**Selection:**
Location
On a West facing wall behind the pulpit.
 

Memorial
Colonel George Gawler
 
Portrait
Portrait of Colonel George Gawler
 
Replacement Headstone
The gravestone of Col. George Gawler
 
Cemetery Map
Map of Highland Road Cemetery
 
Original Headstone (2005)
Original Headstone as found in July 2005
 
Original Headstone Reconstructed
Original Headstone Reconstructed
 
Kent Lodge

 
Central Southsea 1867
Central Southsea 1867 - Gawlers house outlined in red
Inscription
In Memory of
COLONEL GEORGE GAWLER KH

LATE 52ND LIGHT INFANTRY WHO DIED AT SOUTHSEA MAY 7TH 1869 HE WAS THE ONLY SON OF THE LATE CAPT SAMUEL GAWLER 73RD REGT COLONEL GAWLER WAS A FAITHFULL SOLDIER OF HIS GOD AND OF HIS COUNTRY. HE ENTERED THE 52ND REGT IN OCTOBER 1810 AND WAS PRESENT AT THE STORMING OF BADAJOZ, THE BATTLE OF VITTORIA, VERA. THE NIVELLE, THE NIVE, ORTHES, TOULOUSE AND WATERLOO. HE RETIRED ON HALF-PAY IN 1834 WAS APPOINTED GOVERNOR OF SOUTH AUSTRALIA IN 1838 AND RETURNED TO ENGLAND IN 1842. FOR UPWARDS OF 50 YEARS HE "FOLLOWED THE LORD FULLY" AND BY GOD'S GRACE MAINTAINED A STEADY CHRISTIAN WALK UNTIL AFTER A SHORT ILLNESS HE WAS CALLED TO ENTER INTO THE JOY OF HIS LORD, IN HIS DYING MOMENTS HE FERVENTLY SAID "NEVER A CLOUD ON MY ONENESS WITH JESUS IN THE FULNESS OF THE SPIRIT"

HIS REMAINS ARE INTERRED IN THE PORTSMOUTH CEMETERY

 

Further Information
 
GEORGE GAWLER was born on the 2Ist July 1795, and came of a fighting family; his father, Captain Samuel Gawler of the 73rd Highlanders, having been killed at the storming of Fort Maggerall (Southern India) in 1804, and his grandfather, John Gawler, having been present at the battle of Quebec in 1759.

**Short exercise A:**
Pick out each line in the entries below that contains the word "blurred", and copy those lines.
**Short exercise B:**
Extend the memorial page on Colonel George Gawler above, picking up after its final sentence.

**Supplied entries:**
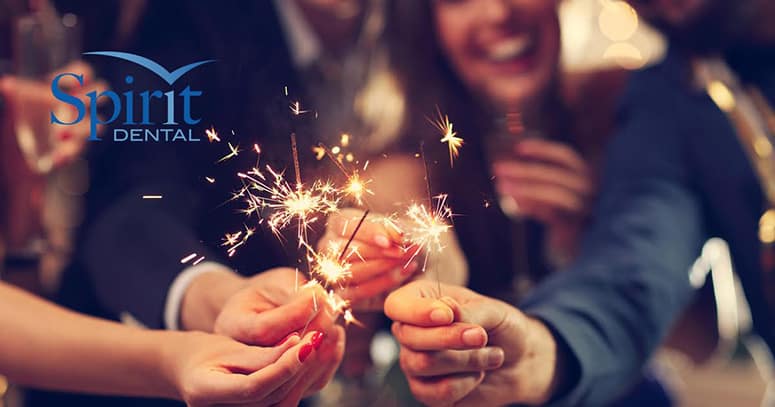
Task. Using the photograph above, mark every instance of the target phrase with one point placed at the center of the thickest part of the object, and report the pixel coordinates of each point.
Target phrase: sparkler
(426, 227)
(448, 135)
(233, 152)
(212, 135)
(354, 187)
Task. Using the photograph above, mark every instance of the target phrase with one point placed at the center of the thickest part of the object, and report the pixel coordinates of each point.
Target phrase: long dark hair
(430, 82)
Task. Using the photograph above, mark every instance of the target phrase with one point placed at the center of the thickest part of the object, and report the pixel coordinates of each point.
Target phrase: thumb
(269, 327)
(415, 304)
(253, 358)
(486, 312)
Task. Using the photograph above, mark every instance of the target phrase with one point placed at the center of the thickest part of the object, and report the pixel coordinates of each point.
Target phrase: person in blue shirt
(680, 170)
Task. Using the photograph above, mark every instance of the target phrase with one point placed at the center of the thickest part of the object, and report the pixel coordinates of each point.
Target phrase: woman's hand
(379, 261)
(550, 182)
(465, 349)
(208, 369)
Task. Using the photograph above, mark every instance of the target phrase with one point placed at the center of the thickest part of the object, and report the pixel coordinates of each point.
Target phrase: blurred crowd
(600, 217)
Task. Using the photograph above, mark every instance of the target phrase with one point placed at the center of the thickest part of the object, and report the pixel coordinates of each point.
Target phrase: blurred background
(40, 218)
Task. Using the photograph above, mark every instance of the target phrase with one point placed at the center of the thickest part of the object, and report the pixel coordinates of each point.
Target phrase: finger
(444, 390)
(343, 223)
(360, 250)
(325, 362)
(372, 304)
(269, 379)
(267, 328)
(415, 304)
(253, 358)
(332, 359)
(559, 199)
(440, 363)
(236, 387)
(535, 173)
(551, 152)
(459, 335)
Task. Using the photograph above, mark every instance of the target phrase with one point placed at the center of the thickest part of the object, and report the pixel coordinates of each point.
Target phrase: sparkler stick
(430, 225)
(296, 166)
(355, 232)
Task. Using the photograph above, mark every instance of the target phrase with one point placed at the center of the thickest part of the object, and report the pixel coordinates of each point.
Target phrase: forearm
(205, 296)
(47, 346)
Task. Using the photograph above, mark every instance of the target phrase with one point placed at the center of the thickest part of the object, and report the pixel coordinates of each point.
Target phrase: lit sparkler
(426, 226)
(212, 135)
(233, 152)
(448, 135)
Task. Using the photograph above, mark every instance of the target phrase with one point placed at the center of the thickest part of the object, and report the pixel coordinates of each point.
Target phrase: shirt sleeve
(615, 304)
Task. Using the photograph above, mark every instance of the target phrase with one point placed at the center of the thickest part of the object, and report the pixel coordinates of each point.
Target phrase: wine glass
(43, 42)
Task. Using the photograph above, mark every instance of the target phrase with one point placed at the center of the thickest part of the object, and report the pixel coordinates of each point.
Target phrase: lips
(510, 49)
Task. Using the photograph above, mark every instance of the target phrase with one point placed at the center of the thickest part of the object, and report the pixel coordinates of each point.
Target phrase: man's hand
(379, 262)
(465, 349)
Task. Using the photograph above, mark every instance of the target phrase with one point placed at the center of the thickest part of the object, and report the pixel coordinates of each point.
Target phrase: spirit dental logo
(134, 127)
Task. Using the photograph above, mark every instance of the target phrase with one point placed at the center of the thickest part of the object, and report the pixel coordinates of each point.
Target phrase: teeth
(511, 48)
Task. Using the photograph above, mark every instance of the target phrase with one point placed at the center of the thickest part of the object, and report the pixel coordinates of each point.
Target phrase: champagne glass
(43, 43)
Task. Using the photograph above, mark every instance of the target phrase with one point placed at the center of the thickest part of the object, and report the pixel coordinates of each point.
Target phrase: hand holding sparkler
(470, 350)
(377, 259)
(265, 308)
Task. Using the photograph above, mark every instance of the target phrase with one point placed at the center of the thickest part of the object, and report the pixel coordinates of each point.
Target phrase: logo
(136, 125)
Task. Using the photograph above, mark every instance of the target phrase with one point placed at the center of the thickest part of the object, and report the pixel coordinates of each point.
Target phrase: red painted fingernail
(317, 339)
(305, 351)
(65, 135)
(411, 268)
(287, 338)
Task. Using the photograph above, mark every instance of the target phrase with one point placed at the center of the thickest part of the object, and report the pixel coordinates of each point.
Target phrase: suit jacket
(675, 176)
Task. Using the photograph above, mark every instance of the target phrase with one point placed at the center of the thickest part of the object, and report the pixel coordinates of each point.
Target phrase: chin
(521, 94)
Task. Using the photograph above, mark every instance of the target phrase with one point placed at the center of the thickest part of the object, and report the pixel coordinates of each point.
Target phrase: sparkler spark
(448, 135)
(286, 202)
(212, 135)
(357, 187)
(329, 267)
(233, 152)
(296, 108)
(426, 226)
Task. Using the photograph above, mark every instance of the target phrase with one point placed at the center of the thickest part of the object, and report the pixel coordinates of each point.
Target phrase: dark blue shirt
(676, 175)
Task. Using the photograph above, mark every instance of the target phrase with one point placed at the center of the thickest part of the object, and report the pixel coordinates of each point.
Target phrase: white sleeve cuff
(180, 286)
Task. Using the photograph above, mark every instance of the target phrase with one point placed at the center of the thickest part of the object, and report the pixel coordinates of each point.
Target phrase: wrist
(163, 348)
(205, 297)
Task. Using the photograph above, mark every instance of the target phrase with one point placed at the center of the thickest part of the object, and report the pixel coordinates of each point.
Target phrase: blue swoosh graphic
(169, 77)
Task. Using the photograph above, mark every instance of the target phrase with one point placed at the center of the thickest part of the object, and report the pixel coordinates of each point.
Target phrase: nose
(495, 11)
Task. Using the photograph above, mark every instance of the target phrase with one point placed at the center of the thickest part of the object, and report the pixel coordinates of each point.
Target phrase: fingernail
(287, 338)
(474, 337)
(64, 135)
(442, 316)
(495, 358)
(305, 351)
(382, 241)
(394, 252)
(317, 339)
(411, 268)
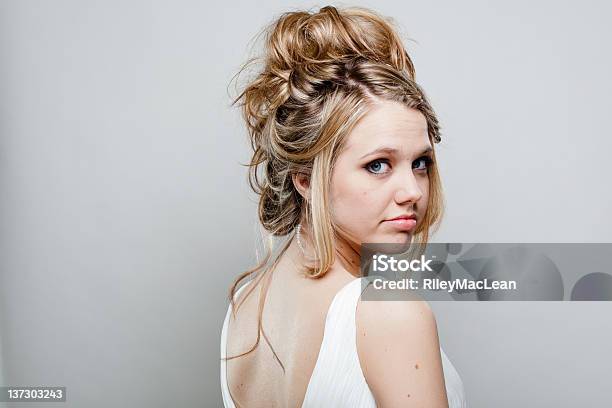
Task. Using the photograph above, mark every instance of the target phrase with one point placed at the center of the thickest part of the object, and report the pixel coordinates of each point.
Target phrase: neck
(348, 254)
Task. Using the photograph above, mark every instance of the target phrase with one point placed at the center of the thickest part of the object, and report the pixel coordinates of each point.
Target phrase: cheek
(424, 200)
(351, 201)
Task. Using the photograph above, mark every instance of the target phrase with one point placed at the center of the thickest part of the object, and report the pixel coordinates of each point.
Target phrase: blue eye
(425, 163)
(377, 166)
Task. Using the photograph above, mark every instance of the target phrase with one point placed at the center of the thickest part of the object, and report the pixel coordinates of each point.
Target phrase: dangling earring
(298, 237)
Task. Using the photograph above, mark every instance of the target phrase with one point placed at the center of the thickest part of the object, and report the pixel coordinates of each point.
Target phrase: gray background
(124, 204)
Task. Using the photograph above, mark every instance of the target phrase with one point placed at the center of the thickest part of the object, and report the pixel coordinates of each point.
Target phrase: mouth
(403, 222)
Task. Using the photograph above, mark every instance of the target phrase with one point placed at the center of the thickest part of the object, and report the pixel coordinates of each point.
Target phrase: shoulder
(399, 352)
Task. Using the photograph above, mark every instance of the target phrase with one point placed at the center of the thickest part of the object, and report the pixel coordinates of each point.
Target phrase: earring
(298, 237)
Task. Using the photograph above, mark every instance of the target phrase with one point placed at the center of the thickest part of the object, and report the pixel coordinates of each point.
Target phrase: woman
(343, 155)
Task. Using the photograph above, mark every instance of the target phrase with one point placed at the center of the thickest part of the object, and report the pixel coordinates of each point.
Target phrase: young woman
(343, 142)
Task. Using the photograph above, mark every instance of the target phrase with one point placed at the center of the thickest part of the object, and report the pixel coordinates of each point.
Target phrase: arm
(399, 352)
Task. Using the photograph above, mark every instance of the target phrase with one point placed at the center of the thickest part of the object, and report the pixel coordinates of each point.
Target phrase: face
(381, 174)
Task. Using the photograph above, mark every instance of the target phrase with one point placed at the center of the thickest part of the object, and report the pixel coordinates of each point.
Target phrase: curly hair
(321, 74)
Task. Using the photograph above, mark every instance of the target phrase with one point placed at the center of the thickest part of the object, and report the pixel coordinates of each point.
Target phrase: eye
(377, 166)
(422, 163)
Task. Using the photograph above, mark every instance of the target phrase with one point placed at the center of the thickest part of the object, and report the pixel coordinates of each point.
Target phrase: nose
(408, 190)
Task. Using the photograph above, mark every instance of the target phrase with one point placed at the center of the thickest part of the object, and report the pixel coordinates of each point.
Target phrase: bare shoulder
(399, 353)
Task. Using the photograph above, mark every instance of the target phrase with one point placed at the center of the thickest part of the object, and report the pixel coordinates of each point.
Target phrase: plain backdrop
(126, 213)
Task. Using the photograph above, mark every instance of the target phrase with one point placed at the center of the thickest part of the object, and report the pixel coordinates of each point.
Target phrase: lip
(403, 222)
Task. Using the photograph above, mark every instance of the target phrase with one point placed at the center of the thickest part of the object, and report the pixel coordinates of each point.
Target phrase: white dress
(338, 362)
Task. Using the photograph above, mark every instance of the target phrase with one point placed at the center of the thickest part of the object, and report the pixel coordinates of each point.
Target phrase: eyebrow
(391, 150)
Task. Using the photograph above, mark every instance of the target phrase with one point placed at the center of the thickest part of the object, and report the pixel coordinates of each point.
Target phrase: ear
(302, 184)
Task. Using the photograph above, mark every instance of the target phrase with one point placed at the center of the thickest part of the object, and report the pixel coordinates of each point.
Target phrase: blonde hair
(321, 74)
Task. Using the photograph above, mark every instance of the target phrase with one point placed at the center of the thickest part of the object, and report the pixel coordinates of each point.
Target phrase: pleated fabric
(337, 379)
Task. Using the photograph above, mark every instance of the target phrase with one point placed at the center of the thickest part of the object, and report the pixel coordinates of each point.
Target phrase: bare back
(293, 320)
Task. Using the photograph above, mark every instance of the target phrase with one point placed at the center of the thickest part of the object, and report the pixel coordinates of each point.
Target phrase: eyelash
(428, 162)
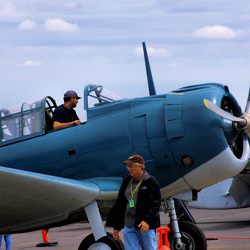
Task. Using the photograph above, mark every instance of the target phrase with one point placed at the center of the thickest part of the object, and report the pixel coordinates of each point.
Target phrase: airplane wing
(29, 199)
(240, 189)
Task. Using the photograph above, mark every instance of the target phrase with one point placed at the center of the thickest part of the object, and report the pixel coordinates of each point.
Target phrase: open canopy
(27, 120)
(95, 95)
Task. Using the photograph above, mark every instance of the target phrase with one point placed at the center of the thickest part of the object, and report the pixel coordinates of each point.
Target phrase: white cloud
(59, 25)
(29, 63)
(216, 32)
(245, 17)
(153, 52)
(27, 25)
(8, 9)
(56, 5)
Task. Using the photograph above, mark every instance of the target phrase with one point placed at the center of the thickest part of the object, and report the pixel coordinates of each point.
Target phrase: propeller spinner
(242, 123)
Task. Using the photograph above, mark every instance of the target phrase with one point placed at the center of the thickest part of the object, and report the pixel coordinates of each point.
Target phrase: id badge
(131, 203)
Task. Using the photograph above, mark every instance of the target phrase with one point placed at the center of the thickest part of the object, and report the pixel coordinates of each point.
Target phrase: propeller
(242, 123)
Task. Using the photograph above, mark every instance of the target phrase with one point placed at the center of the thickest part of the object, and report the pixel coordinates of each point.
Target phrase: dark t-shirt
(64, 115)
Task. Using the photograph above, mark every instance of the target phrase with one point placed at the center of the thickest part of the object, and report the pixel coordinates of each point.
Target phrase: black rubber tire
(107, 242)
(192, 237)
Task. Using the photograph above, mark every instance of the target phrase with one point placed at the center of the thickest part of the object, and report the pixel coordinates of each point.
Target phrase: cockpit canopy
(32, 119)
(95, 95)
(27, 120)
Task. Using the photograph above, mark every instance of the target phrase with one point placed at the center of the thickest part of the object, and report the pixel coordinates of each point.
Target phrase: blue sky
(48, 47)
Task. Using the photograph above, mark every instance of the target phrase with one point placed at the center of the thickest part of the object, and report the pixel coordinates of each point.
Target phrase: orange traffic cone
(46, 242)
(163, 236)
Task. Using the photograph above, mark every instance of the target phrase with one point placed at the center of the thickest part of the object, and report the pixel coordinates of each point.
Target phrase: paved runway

**Task output A:**
Target phrase: blurred crowd
Target phrase: blurred background

**Task output B:**
He entered the Royal Military College (then at Great Marlow), as a Gentleman Cadet, in October 1808, was promoted Corporal and Under Officer, and received a free commission as Ensign in the 52nd Light Infantry on the 4th October 1810, being then only 15 years and 3 months old. In January 1812 he proceeded with the 2nd Battalion 52nd to Lisbon, and shortly after arrival was transferred to the 1st Battalion, with which he took part in the assault on Badajoz on the 6th April 1812. His personal experiences on this occasion are interesting:-

I was the Ensign of the Storming Party of the 52nd, of which Jones was the Captain, and Brook and McNair the Lieutenants. We formed for the assault at the little bridge over the left bank of the Rivellas, a mile or so from the breaches. I was ordered to take charge of the six ladders at the extreme head of the stormers. We moved on rather rapidly, and saw no other parties on the way. The town clock loudly and heartily tolled ten just after the breaching batteries had suddenly ceased. A sharp fire of musketry was sounding far away to the right, but besides this all was still.
 
I planted the leading ladder, and went down it; the other ladders followed very quickly. The last ladder was not steady when the enemy's fire opened. The light was most brilliant. I saw distinctly all the ditch to the Bastion of Santa Maria on the left, and along a good part of the counterscarp of the proper left face of the ravelin. I scrambled immediately to the top of the ravelin to look for the way to the centre breach, having had no orders to attack any in particular ; and on the top of the parapet of the proper left face was struck by a musket ball on the bone of the right knee, and rolled over the left face of the ravelin into three or four feet of water. Just as I fell, the discharge of a field piece from the flank of Santa Maria passed close to me, pointed, very probably, at the head of tlie 4th Division stormers, who might at this moment have been making their first attempt to descend the counterscarp opposite La Trinidad.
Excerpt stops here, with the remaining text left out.